WHAT THE TASK REQUIRES
The data needs to be returned in full, exactly as it reads.

*** Opening of DATA TO PROCESS ***

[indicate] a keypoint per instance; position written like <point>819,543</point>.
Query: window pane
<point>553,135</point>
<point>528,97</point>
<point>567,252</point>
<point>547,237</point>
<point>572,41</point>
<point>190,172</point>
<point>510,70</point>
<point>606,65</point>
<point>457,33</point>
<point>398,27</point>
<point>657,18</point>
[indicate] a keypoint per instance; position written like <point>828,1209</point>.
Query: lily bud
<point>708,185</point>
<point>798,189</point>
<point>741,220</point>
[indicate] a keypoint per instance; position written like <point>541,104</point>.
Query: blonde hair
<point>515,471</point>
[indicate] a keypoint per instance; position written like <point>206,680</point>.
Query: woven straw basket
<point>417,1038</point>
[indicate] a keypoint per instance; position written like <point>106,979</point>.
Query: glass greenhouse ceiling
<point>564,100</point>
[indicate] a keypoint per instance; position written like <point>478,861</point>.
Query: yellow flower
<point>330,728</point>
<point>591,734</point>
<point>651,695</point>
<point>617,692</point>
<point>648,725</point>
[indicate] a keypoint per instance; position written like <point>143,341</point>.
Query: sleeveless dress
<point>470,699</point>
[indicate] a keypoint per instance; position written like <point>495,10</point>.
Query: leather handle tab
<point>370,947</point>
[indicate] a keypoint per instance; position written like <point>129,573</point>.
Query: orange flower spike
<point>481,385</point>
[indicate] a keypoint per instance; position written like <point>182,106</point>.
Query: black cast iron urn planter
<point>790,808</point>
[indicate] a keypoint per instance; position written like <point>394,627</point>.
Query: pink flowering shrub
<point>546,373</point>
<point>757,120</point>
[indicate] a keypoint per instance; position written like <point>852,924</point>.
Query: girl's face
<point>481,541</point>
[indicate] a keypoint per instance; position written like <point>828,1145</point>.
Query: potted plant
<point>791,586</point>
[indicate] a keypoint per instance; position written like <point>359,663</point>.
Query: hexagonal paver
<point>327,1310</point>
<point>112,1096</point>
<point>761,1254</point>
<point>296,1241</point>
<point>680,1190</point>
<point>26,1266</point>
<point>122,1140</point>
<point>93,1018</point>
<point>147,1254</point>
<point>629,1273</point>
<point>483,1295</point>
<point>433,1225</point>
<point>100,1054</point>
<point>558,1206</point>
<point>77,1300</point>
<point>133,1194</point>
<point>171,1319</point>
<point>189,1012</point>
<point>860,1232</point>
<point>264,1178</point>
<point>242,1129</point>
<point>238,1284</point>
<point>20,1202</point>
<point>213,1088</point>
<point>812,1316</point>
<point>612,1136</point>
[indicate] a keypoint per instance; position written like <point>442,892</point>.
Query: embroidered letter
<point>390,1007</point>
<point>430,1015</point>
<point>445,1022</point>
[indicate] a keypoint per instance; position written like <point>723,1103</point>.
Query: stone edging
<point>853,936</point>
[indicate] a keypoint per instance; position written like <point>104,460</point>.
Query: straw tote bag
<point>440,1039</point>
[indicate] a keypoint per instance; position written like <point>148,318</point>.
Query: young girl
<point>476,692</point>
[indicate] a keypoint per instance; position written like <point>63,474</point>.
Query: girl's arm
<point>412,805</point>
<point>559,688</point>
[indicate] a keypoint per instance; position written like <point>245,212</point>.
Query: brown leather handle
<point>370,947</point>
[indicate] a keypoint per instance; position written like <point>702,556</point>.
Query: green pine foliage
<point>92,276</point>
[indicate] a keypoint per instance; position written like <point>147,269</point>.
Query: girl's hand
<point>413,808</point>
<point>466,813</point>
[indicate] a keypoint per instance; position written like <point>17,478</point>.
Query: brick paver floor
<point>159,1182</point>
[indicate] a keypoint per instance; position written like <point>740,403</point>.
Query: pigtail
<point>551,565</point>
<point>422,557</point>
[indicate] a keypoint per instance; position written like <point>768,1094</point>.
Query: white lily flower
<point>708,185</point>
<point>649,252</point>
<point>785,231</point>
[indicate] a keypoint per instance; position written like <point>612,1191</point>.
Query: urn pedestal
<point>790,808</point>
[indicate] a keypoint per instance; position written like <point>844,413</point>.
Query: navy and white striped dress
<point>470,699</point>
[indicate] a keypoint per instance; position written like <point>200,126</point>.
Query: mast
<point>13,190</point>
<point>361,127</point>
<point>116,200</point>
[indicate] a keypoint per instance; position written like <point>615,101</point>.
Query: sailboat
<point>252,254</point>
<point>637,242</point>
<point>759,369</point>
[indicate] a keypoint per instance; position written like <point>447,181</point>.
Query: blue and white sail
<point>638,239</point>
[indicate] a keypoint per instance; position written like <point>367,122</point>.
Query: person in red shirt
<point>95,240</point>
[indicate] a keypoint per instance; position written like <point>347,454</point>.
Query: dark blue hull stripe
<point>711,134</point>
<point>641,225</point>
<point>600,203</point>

*** Close of DATA TO PROCESS ***

OUTPUT
[indicate] a keypoint per instance; position written like <point>819,543</point>.
Query: window pane
<point>553,135</point>
<point>528,97</point>
<point>567,252</point>
<point>547,237</point>
<point>572,41</point>
<point>190,172</point>
<point>510,70</point>
<point>606,65</point>
<point>457,33</point>
<point>398,27</point>
<point>657,18</point>
[indicate] a keypoint per instance; position written like <point>828,1209</point>.
Query: lily bud
<point>708,185</point>
<point>798,189</point>
<point>741,220</point>
[indicate] a keypoint per instance; position written like <point>541,104</point>.
Query: blonde hair
<point>515,471</point>
[indicate] a keypoint per instance; position written like <point>206,680</point>.
Query: woven straw basket
<point>417,1038</point>
[indicate] a keypoint per instance; position written like <point>106,979</point>.
Query: glass greenhouse ceiling
<point>564,100</point>
[indicate] a keypoint per instance; position written like <point>478,861</point>.
Query: yellow flower
<point>330,728</point>
<point>591,734</point>
<point>651,695</point>
<point>617,692</point>
<point>648,725</point>
[indicate] a keypoint per instance; position written like <point>143,341</point>.
Query: sleeveless dress
<point>470,699</point>
[indicate] a keypoint per instance; position written like <point>495,10</point>.
Query: leather handle tab
<point>370,947</point>
[indicate] a keypoint per instance; position written like <point>129,573</point>.
Query: orange flower spike
<point>481,385</point>
[indicate] a keypoint per instance; position written like <point>182,106</point>.
Query: black cast iron urn planter
<point>790,808</point>
[indicate] a keypoint per instance; position written like <point>394,627</point>.
Query: pink flowering shrub
<point>546,373</point>
<point>757,120</point>
[indicate] a keypoint per instance; position written like <point>852,924</point>.
Query: girl's face
<point>481,541</point>
[indicate] a keypoint per instance; position written like <point>828,1145</point>.
Query: potted plant
<point>791,586</point>
[indicate] a keypoint per instance; position written like <point>359,663</point>.
Query: hexagonal paver
<point>327,1310</point>
<point>112,1096</point>
<point>761,1254</point>
<point>296,1241</point>
<point>680,1190</point>
<point>26,1266</point>
<point>122,1140</point>
<point>93,1018</point>
<point>147,1254</point>
<point>629,1273</point>
<point>483,1295</point>
<point>433,1225</point>
<point>100,1054</point>
<point>558,1206</point>
<point>77,1300</point>
<point>133,1194</point>
<point>171,1319</point>
<point>189,1012</point>
<point>860,1232</point>
<point>264,1178</point>
<point>242,1129</point>
<point>238,1284</point>
<point>20,1202</point>
<point>213,1088</point>
<point>812,1316</point>
<point>612,1136</point>
[indicate] a keypoint per instance; position written like <point>442,892</point>.
Query: embroidered letter
<point>390,1007</point>
<point>430,1015</point>
<point>445,1022</point>
[indicate] a keypoint per instance; position written like <point>723,1103</point>.
Query: stone edging
<point>853,936</point>
[indicate] a keypoint per instance; position written like <point>104,460</point>.
Query: straw tote bag
<point>440,1039</point>
[indicate] a keypoint per instance; position written like <point>148,318</point>.
Query: young girl
<point>476,692</point>
[indicate] a keypoint per instance; position written like <point>63,474</point>.
Query: girl's arm
<point>412,805</point>
<point>559,688</point>
[indicate] a keypoint per instance; position written like <point>245,212</point>.
Query: brown leather handle
<point>370,947</point>
[indicate] a keypoint per instance; position written like <point>702,556</point>.
Query: green pine foliage
<point>92,276</point>
[indicate] a keypoint per instance; position written like <point>147,269</point>.
Query: girl's hand
<point>413,808</point>
<point>466,813</point>
[indicate] a keypoint per instance; position written like <point>17,478</point>.
Query: brick paver floor
<point>159,1182</point>
[indicate] a keypoint per instance; position written like <point>740,403</point>.
Query: pigtail
<point>551,565</point>
<point>422,557</point>
[indicate] a keypoint per instance; position written like <point>768,1094</point>.
Query: white lily flower
<point>708,185</point>
<point>649,252</point>
<point>785,231</point>
[indicate] a keypoint per instance; position written like <point>612,1191</point>.
Query: urn pedestal
<point>790,808</point>
[indicate] a keypoint per instance; position written like <point>844,413</point>.
Query: navy and white striped dress
<point>470,699</point>
[indicate] a keypoint per instance; position written like <point>200,126</point>.
Query: mast
<point>13,190</point>
<point>361,127</point>
<point>116,200</point>
[indicate] a keypoint per instance; position written like <point>615,101</point>.
Query: sailboat
<point>252,254</point>
<point>637,242</point>
<point>759,369</point>
[indicate] a keypoint per instance; position written like <point>447,181</point>.
Query: blue and white sail
<point>638,239</point>
[indicate] a keypoint per instance; position written like <point>367,122</point>.
Query: person in red shirt
<point>95,240</point>
[indicate] a keypoint per instance; position written like <point>347,454</point>.
Query: dark blue hull stripe
<point>711,134</point>
<point>641,225</point>
<point>600,203</point>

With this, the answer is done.